Text section -
__________________________________________________
It's not often I say, "think of the men", what with their patriarchal advantages. But it has to be admitted that they may find the menopausal years hard too. Menopause affects everyone – friends, family and partners, whether male or female – and I have long advocated for education for all.
How can our partners be expected to sympathise when they may have no idea what's involved? There are at least 50 symptoms of menopause, from psychological ones such as brain fog, insomnia, mood changes and anxiety to the physical ones – hot flushes, headaches, skin changes, weight gain and teeth problems.
It is no coincidence – or surprise – that relationships often break down when we are in our forties.
You first
First of all, educate yourself. This is easier said than done, because there is still no automatic menopause education for women. It's only a significant transition for half the population, so why would there be?
Thankfully, there are a number of excellent resources. My 2021 book, Cracking the Menopause, contains an entire chapter on how it affects relationships, whether heterosexual or same-sex, and there are many other books outlining the basic biological facts. Incidentally, I don’t recommend looking on social media for your menopause education.
Communicate
My key recommendation is communication. Tell your partner what your physical symptoms are and how you feel. Explain that it's not their fault, and if there is something they can do to support you, let them know.
Don't expect them to automatically understand and then feel resentful if they don't.
There are various scientific studies looking at men's knowledge and feelings about the menopause. In a 2020 survey of 1,500 menopausal women and 500 male partners in the UK, 77% of men said they had noticed a change in their partner's moods, and 40% said their partner was always tired.
This is, I would suggest, a global problem.
A 2019 Mate survey of 450 men in the US found that 63% felt their partner's menopause had affected them – and many noted the emotional strain on their relationship. Fewer than half were aware of solutions such as HRT. It's tempting to be sarcastic, but actually, we need to play our part.
__________________________________________________
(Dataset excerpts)

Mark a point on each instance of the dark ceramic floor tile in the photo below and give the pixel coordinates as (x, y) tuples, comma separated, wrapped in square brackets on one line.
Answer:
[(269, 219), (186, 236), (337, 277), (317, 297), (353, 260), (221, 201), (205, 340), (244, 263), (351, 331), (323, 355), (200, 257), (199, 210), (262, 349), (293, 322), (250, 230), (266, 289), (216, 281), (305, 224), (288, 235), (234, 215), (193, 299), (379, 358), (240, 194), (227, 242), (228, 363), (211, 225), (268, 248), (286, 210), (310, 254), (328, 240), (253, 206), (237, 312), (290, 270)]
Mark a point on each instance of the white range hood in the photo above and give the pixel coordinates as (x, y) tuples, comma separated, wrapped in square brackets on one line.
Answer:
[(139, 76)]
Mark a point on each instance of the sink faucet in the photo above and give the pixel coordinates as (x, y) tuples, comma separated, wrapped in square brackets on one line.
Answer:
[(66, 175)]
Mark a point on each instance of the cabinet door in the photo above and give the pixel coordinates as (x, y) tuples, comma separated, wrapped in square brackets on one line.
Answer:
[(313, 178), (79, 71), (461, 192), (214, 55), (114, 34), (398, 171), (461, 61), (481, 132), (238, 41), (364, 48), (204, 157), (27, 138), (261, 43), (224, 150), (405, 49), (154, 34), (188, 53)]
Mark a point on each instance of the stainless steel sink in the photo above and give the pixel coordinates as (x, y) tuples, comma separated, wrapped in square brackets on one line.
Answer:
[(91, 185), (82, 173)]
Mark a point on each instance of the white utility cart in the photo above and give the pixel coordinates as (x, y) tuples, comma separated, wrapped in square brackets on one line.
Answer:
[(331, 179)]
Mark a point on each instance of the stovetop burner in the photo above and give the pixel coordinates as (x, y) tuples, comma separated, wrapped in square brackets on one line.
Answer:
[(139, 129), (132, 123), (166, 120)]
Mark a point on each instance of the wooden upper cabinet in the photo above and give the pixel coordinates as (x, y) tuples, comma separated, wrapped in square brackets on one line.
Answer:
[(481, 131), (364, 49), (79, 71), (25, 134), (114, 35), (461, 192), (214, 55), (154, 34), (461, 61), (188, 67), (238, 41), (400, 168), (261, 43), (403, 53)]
__________________________________________________
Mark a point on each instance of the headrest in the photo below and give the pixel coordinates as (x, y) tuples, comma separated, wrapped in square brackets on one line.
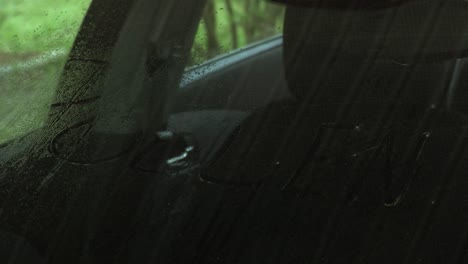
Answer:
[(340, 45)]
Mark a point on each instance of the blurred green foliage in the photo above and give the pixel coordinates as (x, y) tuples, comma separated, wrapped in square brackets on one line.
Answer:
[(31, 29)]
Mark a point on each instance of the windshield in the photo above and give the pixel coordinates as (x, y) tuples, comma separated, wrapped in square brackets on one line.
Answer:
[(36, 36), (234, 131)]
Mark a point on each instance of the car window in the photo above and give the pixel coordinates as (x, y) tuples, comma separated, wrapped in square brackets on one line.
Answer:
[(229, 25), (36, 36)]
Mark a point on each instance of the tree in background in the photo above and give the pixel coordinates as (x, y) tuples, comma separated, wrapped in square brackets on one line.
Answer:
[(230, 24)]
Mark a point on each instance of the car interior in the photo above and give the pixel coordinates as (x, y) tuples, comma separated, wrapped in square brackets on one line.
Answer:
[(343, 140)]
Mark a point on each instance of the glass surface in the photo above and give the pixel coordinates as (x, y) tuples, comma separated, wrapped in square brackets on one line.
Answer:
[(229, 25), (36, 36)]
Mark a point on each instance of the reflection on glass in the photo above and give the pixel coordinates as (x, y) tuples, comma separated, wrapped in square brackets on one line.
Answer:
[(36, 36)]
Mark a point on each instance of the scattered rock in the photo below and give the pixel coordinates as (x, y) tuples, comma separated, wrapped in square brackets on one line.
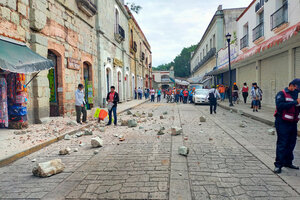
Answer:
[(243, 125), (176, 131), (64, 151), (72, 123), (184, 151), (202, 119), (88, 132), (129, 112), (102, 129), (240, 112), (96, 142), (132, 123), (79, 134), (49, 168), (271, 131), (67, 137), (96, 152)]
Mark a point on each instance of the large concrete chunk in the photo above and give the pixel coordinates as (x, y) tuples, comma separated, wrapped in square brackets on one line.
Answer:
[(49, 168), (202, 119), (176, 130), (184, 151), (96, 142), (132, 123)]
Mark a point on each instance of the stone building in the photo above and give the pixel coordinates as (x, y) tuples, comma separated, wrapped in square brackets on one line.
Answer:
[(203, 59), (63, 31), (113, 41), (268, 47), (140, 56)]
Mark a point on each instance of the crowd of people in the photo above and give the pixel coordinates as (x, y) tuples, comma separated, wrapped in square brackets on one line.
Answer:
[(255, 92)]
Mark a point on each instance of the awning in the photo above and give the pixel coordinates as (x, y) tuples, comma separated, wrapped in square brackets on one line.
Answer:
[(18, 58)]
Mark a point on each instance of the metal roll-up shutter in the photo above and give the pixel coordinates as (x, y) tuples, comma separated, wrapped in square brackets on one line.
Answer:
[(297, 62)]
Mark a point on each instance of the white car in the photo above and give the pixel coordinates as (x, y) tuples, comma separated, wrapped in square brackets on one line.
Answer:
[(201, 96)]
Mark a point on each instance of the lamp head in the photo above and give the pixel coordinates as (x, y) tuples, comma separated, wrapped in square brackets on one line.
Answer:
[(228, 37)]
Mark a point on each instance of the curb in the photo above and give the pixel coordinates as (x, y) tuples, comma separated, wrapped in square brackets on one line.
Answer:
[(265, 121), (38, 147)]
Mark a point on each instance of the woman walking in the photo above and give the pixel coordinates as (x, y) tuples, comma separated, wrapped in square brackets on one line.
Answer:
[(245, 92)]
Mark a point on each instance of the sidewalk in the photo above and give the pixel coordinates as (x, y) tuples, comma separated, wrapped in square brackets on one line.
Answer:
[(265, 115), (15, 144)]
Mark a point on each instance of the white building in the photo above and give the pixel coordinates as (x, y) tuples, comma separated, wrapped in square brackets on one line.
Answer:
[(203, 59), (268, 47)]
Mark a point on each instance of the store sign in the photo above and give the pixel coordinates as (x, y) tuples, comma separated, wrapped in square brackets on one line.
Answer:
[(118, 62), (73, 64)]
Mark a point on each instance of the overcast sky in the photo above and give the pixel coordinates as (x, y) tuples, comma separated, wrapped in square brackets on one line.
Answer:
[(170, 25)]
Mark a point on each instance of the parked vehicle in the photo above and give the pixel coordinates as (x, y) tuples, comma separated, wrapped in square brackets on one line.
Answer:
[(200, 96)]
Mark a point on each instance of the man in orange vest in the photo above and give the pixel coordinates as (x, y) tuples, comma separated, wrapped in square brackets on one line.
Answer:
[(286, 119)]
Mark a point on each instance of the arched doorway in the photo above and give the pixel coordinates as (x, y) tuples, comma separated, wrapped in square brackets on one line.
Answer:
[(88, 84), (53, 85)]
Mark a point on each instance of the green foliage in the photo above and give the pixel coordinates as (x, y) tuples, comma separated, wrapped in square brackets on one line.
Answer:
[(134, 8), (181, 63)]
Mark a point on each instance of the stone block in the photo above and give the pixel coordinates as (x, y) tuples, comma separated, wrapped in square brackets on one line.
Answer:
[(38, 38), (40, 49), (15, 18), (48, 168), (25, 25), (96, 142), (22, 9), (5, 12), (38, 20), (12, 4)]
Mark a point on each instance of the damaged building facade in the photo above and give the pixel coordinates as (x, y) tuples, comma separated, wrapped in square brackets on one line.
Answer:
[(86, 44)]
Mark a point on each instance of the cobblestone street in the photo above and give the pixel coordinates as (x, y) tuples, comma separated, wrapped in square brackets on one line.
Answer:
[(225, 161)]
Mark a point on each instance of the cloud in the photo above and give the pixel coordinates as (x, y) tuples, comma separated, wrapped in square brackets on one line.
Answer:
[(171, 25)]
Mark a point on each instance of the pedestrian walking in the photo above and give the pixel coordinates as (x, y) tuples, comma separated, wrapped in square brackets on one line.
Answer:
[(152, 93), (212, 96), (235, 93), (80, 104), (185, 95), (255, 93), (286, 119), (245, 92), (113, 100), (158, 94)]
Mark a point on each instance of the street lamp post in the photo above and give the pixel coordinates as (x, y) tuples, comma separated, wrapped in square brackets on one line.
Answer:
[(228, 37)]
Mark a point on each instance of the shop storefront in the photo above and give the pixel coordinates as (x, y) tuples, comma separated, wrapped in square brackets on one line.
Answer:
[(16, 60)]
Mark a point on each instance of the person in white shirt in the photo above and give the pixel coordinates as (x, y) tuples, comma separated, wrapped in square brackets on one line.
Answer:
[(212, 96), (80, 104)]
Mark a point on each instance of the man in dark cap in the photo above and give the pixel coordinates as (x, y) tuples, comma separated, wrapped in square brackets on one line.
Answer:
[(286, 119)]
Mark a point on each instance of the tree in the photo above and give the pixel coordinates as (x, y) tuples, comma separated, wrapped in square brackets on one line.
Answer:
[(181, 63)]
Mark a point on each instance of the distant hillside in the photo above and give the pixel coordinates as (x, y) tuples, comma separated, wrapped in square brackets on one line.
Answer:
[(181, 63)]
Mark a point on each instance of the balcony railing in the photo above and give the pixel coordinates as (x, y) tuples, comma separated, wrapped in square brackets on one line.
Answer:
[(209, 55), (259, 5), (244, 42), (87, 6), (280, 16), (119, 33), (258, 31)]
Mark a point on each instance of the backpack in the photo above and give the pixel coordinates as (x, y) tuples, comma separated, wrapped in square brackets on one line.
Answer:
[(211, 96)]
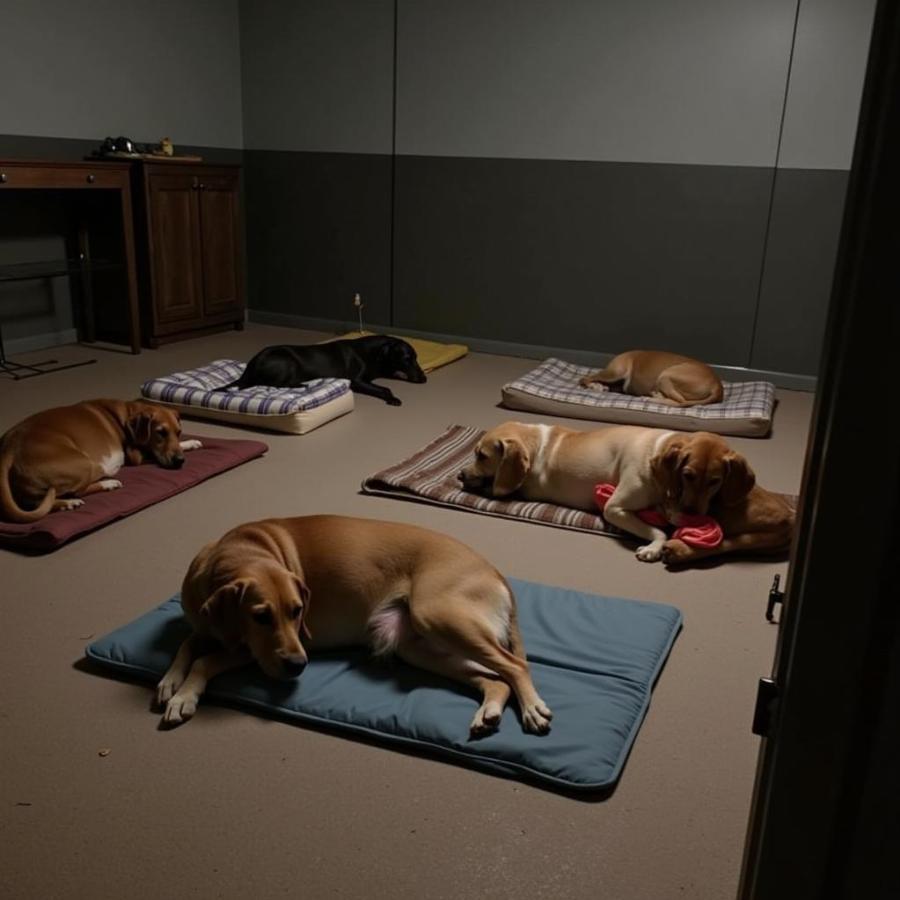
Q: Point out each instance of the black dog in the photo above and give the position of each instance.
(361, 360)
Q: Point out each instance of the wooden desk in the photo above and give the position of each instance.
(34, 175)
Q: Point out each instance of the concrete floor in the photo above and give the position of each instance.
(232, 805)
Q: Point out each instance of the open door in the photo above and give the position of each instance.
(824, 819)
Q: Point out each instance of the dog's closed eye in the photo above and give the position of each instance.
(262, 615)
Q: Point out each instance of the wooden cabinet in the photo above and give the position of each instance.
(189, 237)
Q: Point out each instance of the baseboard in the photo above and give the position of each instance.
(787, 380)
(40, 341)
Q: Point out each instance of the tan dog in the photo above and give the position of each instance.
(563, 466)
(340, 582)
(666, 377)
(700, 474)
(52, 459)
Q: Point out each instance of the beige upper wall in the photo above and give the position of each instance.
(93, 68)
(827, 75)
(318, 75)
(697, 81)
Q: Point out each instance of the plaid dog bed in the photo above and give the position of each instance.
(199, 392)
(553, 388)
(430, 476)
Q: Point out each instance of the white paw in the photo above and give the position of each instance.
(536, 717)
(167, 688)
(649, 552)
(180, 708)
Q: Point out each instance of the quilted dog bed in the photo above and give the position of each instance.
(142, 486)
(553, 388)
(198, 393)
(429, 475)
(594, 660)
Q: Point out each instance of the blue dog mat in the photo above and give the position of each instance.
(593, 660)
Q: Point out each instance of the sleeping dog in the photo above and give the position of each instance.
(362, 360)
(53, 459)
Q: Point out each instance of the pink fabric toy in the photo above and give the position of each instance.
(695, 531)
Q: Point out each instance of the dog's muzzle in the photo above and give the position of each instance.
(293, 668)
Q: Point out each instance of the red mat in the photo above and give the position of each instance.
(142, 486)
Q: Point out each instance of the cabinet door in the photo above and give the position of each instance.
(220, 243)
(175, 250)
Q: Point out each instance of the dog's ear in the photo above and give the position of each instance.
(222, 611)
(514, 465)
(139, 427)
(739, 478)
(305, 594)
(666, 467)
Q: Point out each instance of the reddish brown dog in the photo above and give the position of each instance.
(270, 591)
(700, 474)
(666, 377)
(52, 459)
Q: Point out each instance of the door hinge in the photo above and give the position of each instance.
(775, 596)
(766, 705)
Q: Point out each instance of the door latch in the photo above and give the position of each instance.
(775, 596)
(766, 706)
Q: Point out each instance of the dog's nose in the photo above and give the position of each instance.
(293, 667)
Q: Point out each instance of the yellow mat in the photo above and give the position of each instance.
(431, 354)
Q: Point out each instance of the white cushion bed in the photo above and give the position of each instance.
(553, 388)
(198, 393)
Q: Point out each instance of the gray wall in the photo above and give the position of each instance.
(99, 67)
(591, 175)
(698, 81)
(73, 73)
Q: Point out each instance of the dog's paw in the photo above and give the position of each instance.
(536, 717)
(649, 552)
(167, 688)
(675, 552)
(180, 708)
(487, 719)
__________________________________________________
List of tasks -
• 1. Reproduce the stretch of the menopause article from "It's not often" through "education for all.", word for word.
• 2. Continue the article on menopause and relationships, picking up after its final sentence.

Answers -
• 1.
It's not often I say, "think of the men", what with their patriarchal advantages. But it has to be admitted that they may find the menopausal years hard too. Menopause affects everyone – friends, family and partners, whether male or female – and I have long advocated for education for all.

• 2.
Break it down
If your partner doesn't want to read up on the subject, you can explain what menopause is – a straightforward analogy is always the idea of it being puberty in reverse. If you have teenagers, use them as evidence of how hormones can affect the body. I'm sure examples of mood swings will be plentiful!
Also ensure that you mention the importance of oestrogen to the female body. As this fluctuates and depletes, we might experience menopausal symptoms, most of which aren't visible to the naked eye and include the long-term effects of low oestrogen on the heart and bones.
Loss of libido
Vitally, you must discuss sex if you aren't feeling the love, because partners may assume that it's to do with your relationship rather than hormonal changes.
It's impossible to give exact statistics, but it appears that 50% of women (at least, I'd say) – and therefore their partners – find their sex life is affected at this time of life. Oestrogen can affect libido, and vaginal dryness and pain during sex are very common, but there are solutions, so don’t suffer in silence.
It's incredibly hard to bring up this subject, but believe me, it is in both your interests. I am heartened by the fact that sex in midlife is an increasingly discussed topic and that the benefits of vaginal oestrogen are now widely recognised.
In return, of course, we can reasonably expect our partners to be respectful and supportive. And if they aren’t, that's on them and repercussions must be expected!